### PASSAGE ###
Howdy, Stranger!

It looks like you're new here. If you want to get involved, click one of these buttons!





Oldsmobile Aurora Maintenance & Repair

1100101103105106220

Comments

  • 2k1olds2k1olds Posts: 98
    'rora in for a oil change Sunday. Now, since yesterday, the car has a vibration (both idling in park and on the road). When you're sitting there in park and rev it, the vibration starts at about 1200 rpm and continues through about 2700 rpm and then goes away and smooths out. But, when driving, it has the vibration all the time, even when coasting. The vibration is not in the steering wheel, just a seat of the pants feel. Any idea what could have happened? They said the tires were all overinflated by 10 psi (40 instead of 30), which means they were balanced at 40, compliments of the people that did the last oil change. It can't be the tires, because it vibrates while sitting in park. Anybody else have this happen??
  • 98 Aurora with Autobaun .... has intermittent blower ... even turning blower to high it will blow at whatever speed it chooses ... sometimes it will not blow at all. GM manual says it could be the blower control module or the programer .. any experience with this out there?
###
● PROMPT A
Reproduce the Aurora repair thread above in full, word for word.
### DATASET ###
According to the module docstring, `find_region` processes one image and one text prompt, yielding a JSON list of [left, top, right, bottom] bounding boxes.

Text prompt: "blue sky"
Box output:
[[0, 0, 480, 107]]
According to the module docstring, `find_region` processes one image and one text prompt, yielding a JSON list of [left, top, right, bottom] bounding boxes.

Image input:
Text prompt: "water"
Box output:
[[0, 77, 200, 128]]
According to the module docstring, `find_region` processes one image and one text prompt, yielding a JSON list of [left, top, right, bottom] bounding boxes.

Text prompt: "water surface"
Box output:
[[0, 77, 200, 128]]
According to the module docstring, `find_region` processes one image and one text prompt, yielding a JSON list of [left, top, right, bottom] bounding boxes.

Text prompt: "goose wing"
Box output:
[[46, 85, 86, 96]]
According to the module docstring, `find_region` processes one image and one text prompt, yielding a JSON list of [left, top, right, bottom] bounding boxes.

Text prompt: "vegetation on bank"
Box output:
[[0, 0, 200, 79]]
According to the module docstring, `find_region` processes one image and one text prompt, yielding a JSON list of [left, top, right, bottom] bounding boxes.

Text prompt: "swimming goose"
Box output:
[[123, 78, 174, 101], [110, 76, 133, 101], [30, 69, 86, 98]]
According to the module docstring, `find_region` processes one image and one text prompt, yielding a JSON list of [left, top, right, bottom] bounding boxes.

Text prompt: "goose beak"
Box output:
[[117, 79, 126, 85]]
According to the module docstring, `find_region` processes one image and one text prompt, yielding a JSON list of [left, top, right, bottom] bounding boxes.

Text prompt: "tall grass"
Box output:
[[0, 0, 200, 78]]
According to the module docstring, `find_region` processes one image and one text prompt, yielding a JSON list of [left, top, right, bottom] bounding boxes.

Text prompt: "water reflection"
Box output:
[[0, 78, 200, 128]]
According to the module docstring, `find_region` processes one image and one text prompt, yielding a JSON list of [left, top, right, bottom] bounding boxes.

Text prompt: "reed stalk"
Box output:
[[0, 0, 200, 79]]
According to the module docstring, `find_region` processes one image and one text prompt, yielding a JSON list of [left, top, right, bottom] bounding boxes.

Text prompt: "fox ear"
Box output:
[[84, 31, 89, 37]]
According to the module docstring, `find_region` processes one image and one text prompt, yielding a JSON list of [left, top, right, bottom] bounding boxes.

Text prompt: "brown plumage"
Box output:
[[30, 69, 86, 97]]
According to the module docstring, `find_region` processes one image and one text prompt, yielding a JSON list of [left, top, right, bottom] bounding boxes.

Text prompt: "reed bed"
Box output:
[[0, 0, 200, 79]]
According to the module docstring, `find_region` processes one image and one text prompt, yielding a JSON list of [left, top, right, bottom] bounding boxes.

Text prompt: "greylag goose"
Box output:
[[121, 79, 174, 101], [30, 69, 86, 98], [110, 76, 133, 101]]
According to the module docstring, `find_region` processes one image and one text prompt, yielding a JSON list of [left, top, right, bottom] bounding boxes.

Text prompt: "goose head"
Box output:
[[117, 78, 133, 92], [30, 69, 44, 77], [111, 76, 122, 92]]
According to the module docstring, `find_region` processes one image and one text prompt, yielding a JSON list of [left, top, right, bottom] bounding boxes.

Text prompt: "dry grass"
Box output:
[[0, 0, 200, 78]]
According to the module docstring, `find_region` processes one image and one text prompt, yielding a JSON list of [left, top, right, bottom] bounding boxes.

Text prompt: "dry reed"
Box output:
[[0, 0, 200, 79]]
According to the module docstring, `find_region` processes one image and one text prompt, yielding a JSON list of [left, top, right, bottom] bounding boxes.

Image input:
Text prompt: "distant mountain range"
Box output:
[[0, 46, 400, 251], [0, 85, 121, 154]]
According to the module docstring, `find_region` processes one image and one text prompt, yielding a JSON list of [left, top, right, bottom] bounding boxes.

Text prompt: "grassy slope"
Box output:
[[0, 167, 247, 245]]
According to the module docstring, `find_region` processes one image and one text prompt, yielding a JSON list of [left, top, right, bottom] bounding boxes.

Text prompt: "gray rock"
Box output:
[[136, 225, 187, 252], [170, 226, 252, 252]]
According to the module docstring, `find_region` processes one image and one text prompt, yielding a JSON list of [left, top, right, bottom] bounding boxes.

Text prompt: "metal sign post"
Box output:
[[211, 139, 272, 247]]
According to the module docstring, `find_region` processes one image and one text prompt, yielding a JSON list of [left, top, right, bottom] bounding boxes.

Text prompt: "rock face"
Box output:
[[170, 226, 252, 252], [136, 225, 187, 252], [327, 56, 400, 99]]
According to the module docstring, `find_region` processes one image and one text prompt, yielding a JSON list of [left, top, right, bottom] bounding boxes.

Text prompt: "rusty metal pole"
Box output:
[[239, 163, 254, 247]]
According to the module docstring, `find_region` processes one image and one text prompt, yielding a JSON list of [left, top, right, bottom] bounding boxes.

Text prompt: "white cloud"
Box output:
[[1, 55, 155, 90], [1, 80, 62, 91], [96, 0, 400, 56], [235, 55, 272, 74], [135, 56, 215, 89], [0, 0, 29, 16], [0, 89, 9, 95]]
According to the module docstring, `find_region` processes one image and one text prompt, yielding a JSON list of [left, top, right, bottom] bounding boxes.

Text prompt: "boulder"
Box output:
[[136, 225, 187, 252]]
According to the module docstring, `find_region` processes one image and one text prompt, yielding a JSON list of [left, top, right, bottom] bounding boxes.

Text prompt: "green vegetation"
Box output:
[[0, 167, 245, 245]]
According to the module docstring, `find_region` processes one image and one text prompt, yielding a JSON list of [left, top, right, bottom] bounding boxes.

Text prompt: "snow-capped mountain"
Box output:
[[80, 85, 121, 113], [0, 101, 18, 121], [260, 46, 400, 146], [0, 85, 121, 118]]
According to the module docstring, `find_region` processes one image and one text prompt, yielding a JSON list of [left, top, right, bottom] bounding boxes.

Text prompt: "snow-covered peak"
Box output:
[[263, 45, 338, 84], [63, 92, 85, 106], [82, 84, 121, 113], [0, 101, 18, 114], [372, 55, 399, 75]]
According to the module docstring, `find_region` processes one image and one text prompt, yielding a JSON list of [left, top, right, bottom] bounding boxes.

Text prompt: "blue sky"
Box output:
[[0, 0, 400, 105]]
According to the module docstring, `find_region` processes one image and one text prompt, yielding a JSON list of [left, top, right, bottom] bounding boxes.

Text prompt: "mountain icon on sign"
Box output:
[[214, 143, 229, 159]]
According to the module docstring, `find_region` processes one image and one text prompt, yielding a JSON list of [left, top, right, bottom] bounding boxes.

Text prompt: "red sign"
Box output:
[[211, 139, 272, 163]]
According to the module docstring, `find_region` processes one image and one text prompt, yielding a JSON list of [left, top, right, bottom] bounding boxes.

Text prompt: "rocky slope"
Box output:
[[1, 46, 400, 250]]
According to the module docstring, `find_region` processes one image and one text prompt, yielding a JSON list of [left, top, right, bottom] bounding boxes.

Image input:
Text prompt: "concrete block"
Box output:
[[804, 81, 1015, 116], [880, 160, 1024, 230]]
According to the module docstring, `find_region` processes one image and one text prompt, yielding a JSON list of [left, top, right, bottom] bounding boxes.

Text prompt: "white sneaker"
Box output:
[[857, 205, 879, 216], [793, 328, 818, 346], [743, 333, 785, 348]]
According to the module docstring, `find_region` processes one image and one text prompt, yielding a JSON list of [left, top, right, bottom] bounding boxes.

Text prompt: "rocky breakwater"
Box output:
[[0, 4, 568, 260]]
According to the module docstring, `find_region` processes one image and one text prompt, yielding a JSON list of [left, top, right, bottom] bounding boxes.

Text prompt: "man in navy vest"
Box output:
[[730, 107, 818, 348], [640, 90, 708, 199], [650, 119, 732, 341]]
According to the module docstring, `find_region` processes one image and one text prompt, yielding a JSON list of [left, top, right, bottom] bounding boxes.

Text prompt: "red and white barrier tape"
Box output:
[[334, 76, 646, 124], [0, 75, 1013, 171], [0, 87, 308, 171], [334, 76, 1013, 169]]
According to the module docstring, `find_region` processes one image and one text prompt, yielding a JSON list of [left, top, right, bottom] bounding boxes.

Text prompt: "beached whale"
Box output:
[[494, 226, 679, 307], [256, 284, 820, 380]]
###
● PROMPT B
Give only the number of lines in the entries that contain the string "white", matching case.

● WRITTEN RESPONSE A
Howdy, Stranger!

It looks like you're new here. If you want to get involved, click one of these buttons!





Oldsmobile Aurora Maintenance & Repair

1100101103105106220

Comments

  • 2k1olds2k1olds Posts: 98
    'rora in for a oil change Sunday. Now, since yesterday, the car has a vibration (both idling in park and on the road). When you're sitting there in park and rev it, the vibration starts at about 1200 rpm and continues through about 2700 rpm and then goes away and smooths out. But, when driving, it has the vibration all the time, even when coasting. The vibration is not in the steering wheel, just a seat of the pants feel. Any idea what could have happened? They said the tires were all overinflated by 10 psi (40 instead of 30), which means they were balanced at 40, compliments of the people that did the last oil change. It can't be the tires, because it vibrates while sitting in park. Anybody else have this happen??
  • 98 Aurora with Autobaun .... has intermittent blower ... even turning blower to high it will blow at whatever speed it chooses ... sometimes it will not blow at all. GM manual says it could be the blower control module or the programer .. any experience with this out there?

● WRITTEN RESPONSE B
3